AIM OF THE TASK:
Every line below should come back exactly as written, though the pictures stay out.

--- DATASET RECORDS ---

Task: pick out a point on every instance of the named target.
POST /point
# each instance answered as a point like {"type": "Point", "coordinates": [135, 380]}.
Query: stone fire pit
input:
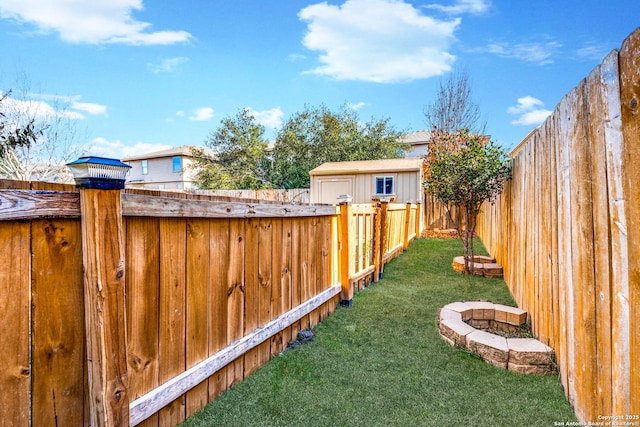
{"type": "Point", "coordinates": [461, 324]}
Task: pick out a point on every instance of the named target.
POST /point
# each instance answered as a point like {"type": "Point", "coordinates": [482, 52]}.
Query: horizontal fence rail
{"type": "Point", "coordinates": [212, 290]}
{"type": "Point", "coordinates": [567, 232]}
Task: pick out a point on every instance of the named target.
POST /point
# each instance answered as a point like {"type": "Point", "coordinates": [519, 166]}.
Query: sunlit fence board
{"type": "Point", "coordinates": [566, 230]}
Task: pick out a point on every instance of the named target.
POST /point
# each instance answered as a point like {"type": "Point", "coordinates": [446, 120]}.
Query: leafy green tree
{"type": "Point", "coordinates": [464, 170]}
{"type": "Point", "coordinates": [317, 135]}
{"type": "Point", "coordinates": [453, 108]}
{"type": "Point", "coordinates": [236, 158]}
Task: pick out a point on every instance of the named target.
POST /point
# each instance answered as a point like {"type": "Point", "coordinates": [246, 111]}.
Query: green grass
{"type": "Point", "coordinates": [382, 363]}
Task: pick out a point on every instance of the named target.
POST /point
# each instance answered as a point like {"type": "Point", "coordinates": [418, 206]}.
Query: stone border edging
{"type": "Point", "coordinates": [525, 355]}
{"type": "Point", "coordinates": [484, 266]}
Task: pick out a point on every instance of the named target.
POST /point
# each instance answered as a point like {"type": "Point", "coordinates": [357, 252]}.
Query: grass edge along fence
{"type": "Point", "coordinates": [213, 289]}
{"type": "Point", "coordinates": [567, 232]}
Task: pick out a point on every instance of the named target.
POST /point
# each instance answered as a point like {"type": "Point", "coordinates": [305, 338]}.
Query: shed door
{"type": "Point", "coordinates": [329, 189]}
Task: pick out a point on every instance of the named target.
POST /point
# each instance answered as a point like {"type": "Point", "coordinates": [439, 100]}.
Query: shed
{"type": "Point", "coordinates": [366, 180]}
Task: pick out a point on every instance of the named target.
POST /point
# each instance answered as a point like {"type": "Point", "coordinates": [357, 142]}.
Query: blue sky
{"type": "Point", "coordinates": [139, 76]}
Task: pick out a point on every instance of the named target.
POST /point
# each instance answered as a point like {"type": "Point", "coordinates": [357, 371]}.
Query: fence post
{"type": "Point", "coordinates": [346, 211]}
{"type": "Point", "coordinates": [418, 220]}
{"type": "Point", "coordinates": [377, 243]}
{"type": "Point", "coordinates": [407, 224]}
{"type": "Point", "coordinates": [384, 233]}
{"type": "Point", "coordinates": [104, 293]}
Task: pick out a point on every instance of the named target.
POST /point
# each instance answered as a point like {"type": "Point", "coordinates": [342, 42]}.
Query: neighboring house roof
{"type": "Point", "coordinates": [185, 150]}
{"type": "Point", "coordinates": [368, 166]}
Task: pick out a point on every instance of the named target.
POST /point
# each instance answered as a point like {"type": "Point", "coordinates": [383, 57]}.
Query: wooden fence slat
{"type": "Point", "coordinates": [15, 304]}
{"type": "Point", "coordinates": [188, 291]}
{"type": "Point", "coordinates": [197, 307]}
{"type": "Point", "coordinates": [158, 398]}
{"type": "Point", "coordinates": [582, 289]}
{"type": "Point", "coordinates": [598, 117]}
{"type": "Point", "coordinates": [277, 306]}
{"type": "Point", "coordinates": [252, 290]}
{"type": "Point", "coordinates": [265, 283]}
{"type": "Point", "coordinates": [58, 323]}
{"type": "Point", "coordinates": [218, 285]}
{"type": "Point", "coordinates": [586, 190]}
{"type": "Point", "coordinates": [163, 206]}
{"type": "Point", "coordinates": [143, 295]}
{"type": "Point", "coordinates": [235, 295]}
{"type": "Point", "coordinates": [29, 204]}
{"type": "Point", "coordinates": [172, 312]}
{"type": "Point", "coordinates": [630, 110]}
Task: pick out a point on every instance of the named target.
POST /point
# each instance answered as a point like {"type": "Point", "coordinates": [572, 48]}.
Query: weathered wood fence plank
{"type": "Point", "coordinates": [572, 257]}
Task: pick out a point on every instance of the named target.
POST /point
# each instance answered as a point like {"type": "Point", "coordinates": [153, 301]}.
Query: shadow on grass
{"type": "Point", "coordinates": [382, 363]}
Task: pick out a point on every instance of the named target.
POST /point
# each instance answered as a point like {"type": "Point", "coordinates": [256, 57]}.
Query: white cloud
{"type": "Point", "coordinates": [117, 150]}
{"type": "Point", "coordinates": [530, 111]}
{"type": "Point", "coordinates": [268, 118]}
{"type": "Point", "coordinates": [540, 53]}
{"type": "Point", "coordinates": [37, 109]}
{"type": "Point", "coordinates": [94, 22]}
{"type": "Point", "coordinates": [593, 51]}
{"type": "Point", "coordinates": [356, 106]}
{"type": "Point", "coordinates": [167, 65]}
{"type": "Point", "coordinates": [89, 107]}
{"type": "Point", "coordinates": [475, 7]}
{"type": "Point", "coordinates": [202, 114]}
{"type": "Point", "coordinates": [378, 41]}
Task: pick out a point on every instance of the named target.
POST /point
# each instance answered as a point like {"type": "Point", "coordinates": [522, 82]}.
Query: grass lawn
{"type": "Point", "coordinates": [382, 363]}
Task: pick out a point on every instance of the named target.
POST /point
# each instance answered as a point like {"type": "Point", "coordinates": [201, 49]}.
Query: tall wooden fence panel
{"type": "Point", "coordinates": [567, 232]}
{"type": "Point", "coordinates": [214, 289]}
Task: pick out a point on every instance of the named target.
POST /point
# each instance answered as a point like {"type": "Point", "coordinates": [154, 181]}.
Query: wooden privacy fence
{"type": "Point", "coordinates": [567, 232]}
{"type": "Point", "coordinates": [204, 293]}
{"type": "Point", "coordinates": [373, 234]}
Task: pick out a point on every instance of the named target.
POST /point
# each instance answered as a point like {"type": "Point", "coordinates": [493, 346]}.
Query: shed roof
{"type": "Point", "coordinates": [184, 150]}
{"type": "Point", "coordinates": [368, 166]}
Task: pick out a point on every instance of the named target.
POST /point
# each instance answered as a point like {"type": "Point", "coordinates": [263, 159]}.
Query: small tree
{"type": "Point", "coordinates": [464, 171]}
{"type": "Point", "coordinates": [318, 134]}
{"type": "Point", "coordinates": [37, 140]}
{"type": "Point", "coordinates": [12, 136]}
{"type": "Point", "coordinates": [237, 157]}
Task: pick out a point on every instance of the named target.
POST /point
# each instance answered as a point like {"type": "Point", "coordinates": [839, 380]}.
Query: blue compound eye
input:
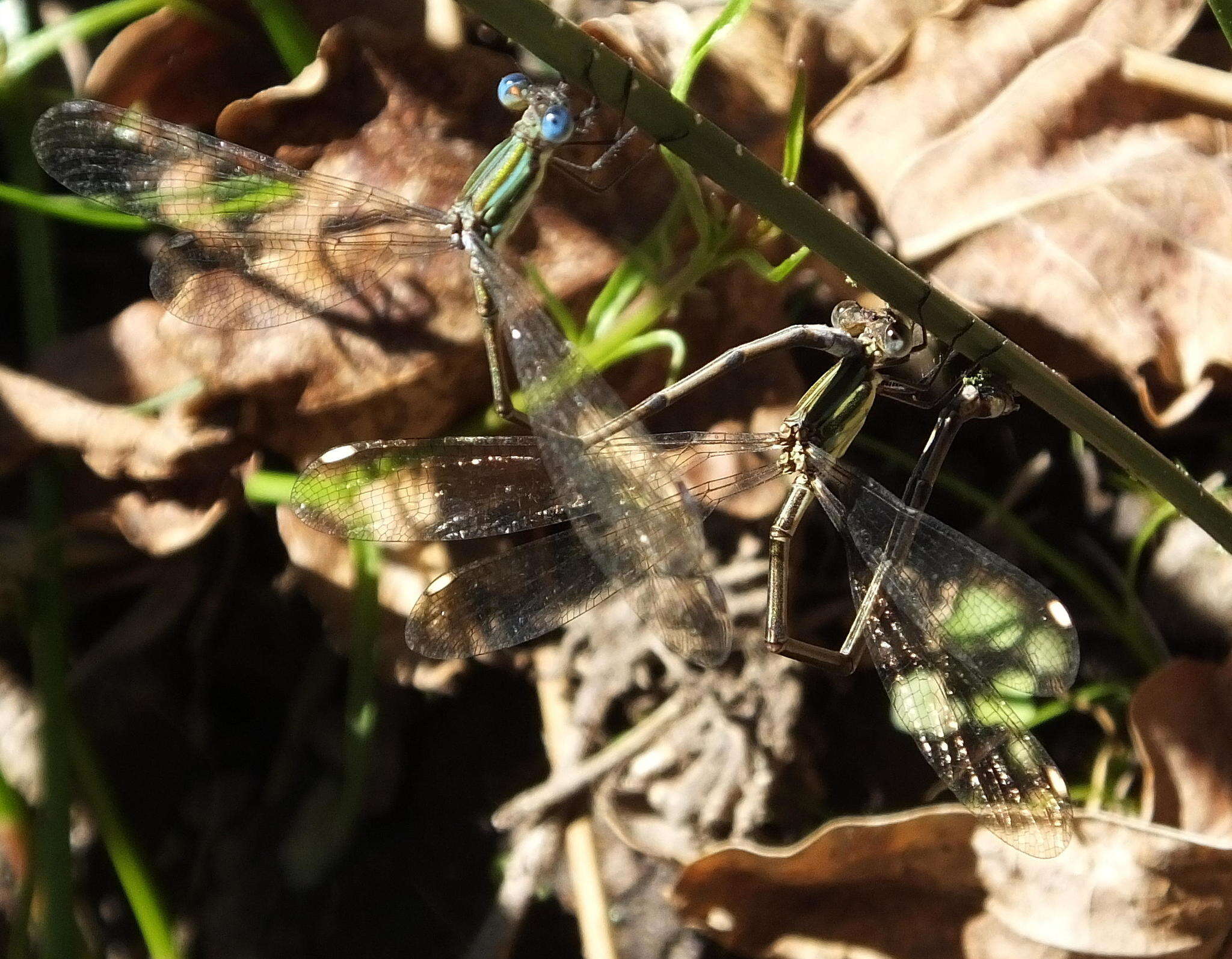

---

RESULT FOR THIS TASK:
Task: pick out a point on every instance of the named target.
POST /point
# each instance answered as a point like {"type": "Point", "coordinates": [135, 380]}.
Query: stone fire pit
input:
{"type": "Point", "coordinates": [461, 324]}
Task: pick out a point on every instance of the named target.
POST /point
# each instance answered as a point like {"type": "Point", "coordinates": [482, 52]}.
Query: horizontal fence rail
{"type": "Point", "coordinates": [212, 290]}
{"type": "Point", "coordinates": [567, 232]}
Task: pick out a point on every instance of the named target.
POST /point
# each instance answered as a point like {"type": "Point", "coordinates": [519, 166]}.
Query: sunlit fence board
{"type": "Point", "coordinates": [566, 230]}
Task: pick out a point on every instance of the named target.
POST /point
# each instance answered as a point like {"type": "Point", "coordinates": [446, 120]}.
Query: leafy green tree
{"type": "Point", "coordinates": [464, 170]}
{"type": "Point", "coordinates": [317, 135]}
{"type": "Point", "coordinates": [453, 108]}
{"type": "Point", "coordinates": [236, 158]}
Task: pick out a point on every instance of the named target.
POST /point
# each instance answered as a point like {"type": "Point", "coordinates": [246, 111]}.
Query: green grass
{"type": "Point", "coordinates": [382, 363]}
Task: pick out a point on every instance of the named target.
POST /point
# each instance answered as a point like {"type": "Point", "coordinates": [418, 206]}.
Query: stone border edging
{"type": "Point", "coordinates": [525, 355]}
{"type": "Point", "coordinates": [484, 266]}
Task: pick out a point on every instance of the named target.
POST /point
# each instance answered as a point like {"type": "Point", "coordinates": [357, 252]}.
Query: grass edge along fence
{"type": "Point", "coordinates": [213, 289]}
{"type": "Point", "coordinates": [567, 232]}
Task: pick out a point on every instance of the named target.
POST /point
# each instance answered as a point like {"type": "Point", "coordinates": [305, 338]}.
Query: shed door
{"type": "Point", "coordinates": [329, 189]}
Task: pick out a point on every instance of the named target.
POST /point
# each instance answered as a point like {"type": "Point", "coordinates": [439, 100]}.
Query: shed
{"type": "Point", "coordinates": [366, 180]}
Task: pick out a point on every instance of the named target.
POST /point
# each instance answered as a point like {"type": "Point", "coordinates": [357, 142]}.
Query: blue sky
{"type": "Point", "coordinates": [139, 76]}
Task: pick out a point on every instance of the named target.
POST /point
# each instance answered as a point like {"type": "Point", "coordinates": [357, 371]}.
Query: fence post
{"type": "Point", "coordinates": [346, 211]}
{"type": "Point", "coordinates": [418, 220]}
{"type": "Point", "coordinates": [377, 243]}
{"type": "Point", "coordinates": [407, 224]}
{"type": "Point", "coordinates": [384, 233]}
{"type": "Point", "coordinates": [104, 293]}
Task: pick out a point on every instance of the named target.
POST /point
# each instance answered as a point like {"type": "Point", "coordinates": [342, 42]}.
Query: neighboring house roof
{"type": "Point", "coordinates": [185, 150]}
{"type": "Point", "coordinates": [368, 166]}
Task: pick out a point on every instance of the named target.
POST /point
# each instance answered as a point like {"type": "Point", "coordinates": [383, 57]}.
Query: wooden fence slat
{"type": "Point", "coordinates": [15, 304]}
{"type": "Point", "coordinates": [188, 291]}
{"type": "Point", "coordinates": [197, 307]}
{"type": "Point", "coordinates": [158, 398]}
{"type": "Point", "coordinates": [582, 289]}
{"type": "Point", "coordinates": [598, 117]}
{"type": "Point", "coordinates": [277, 306]}
{"type": "Point", "coordinates": [252, 290]}
{"type": "Point", "coordinates": [265, 283]}
{"type": "Point", "coordinates": [58, 323]}
{"type": "Point", "coordinates": [218, 285]}
{"type": "Point", "coordinates": [586, 190]}
{"type": "Point", "coordinates": [163, 206]}
{"type": "Point", "coordinates": [143, 295]}
{"type": "Point", "coordinates": [235, 295]}
{"type": "Point", "coordinates": [29, 204]}
{"type": "Point", "coordinates": [172, 312]}
{"type": "Point", "coordinates": [630, 110]}
Task: pick out a point on every instance of the named target.
POST /point
# each instance answered as a point like {"type": "Point", "coordinates": [572, 48]}.
Query: weathered wood fence plank
{"type": "Point", "coordinates": [572, 257]}
Task: pick out a point on every instance of the named target.
POST /point
# each instance answered as a point like {"type": "Point", "coordinates": [153, 301]}.
Query: shadow on grass
{"type": "Point", "coordinates": [382, 363]}
Task: pick out a point on every instance of the named target.
POST /point
# each instance answered as a point like {"type": "Point", "coordinates": [256, 57]}.
Query: white cloud
{"type": "Point", "coordinates": [117, 150]}
{"type": "Point", "coordinates": [530, 111]}
{"type": "Point", "coordinates": [268, 118]}
{"type": "Point", "coordinates": [540, 53]}
{"type": "Point", "coordinates": [37, 109]}
{"type": "Point", "coordinates": [94, 22]}
{"type": "Point", "coordinates": [593, 51]}
{"type": "Point", "coordinates": [356, 106]}
{"type": "Point", "coordinates": [167, 65]}
{"type": "Point", "coordinates": [89, 107]}
{"type": "Point", "coordinates": [475, 7]}
{"type": "Point", "coordinates": [202, 114]}
{"type": "Point", "coordinates": [378, 41]}
Task: pick out a point on every instance of the named target.
POST /point
# each instance answered as a point like {"type": "Point", "coordinates": [522, 82]}.
Query: grass lawn
{"type": "Point", "coordinates": [382, 363]}
Task: pick out a point on every instance of the named target.
POST /point
# each instance answered as a point like {"type": "Point", "coordinates": [201, 49]}.
Query: tall wooden fence panel
{"type": "Point", "coordinates": [567, 232]}
{"type": "Point", "coordinates": [214, 289]}
Task: pick out a point on every instance of the named target.
POST /point
# each instance answered as a point like {"type": "Point", "coordinates": [154, 181]}.
Query: wooden privacy fence
{"type": "Point", "coordinates": [567, 232]}
{"type": "Point", "coordinates": [204, 293]}
{"type": "Point", "coordinates": [373, 234]}
Task: pick out a point on every instance of the named target.
POST /point
# each instance answered as a point like {"type": "Point", "coordinates": [493, 346]}.
Query: shed roof
{"type": "Point", "coordinates": [184, 150]}
{"type": "Point", "coordinates": [368, 166]}
Task: pick out a point on every instance of the named target.
POST /point
# each instance answered as a point like {"type": "Point", "coordinates": [263, 159]}.
Query: small tree
{"type": "Point", "coordinates": [464, 171]}
{"type": "Point", "coordinates": [318, 134]}
{"type": "Point", "coordinates": [37, 140]}
{"type": "Point", "coordinates": [12, 136]}
{"type": "Point", "coordinates": [237, 157]}
Task: pick out a point on every instance of the named target.
POST /point
# each instance answered as a point like {"type": "Point", "coordinates": [839, 380]}.
Query: blue compound eye
input:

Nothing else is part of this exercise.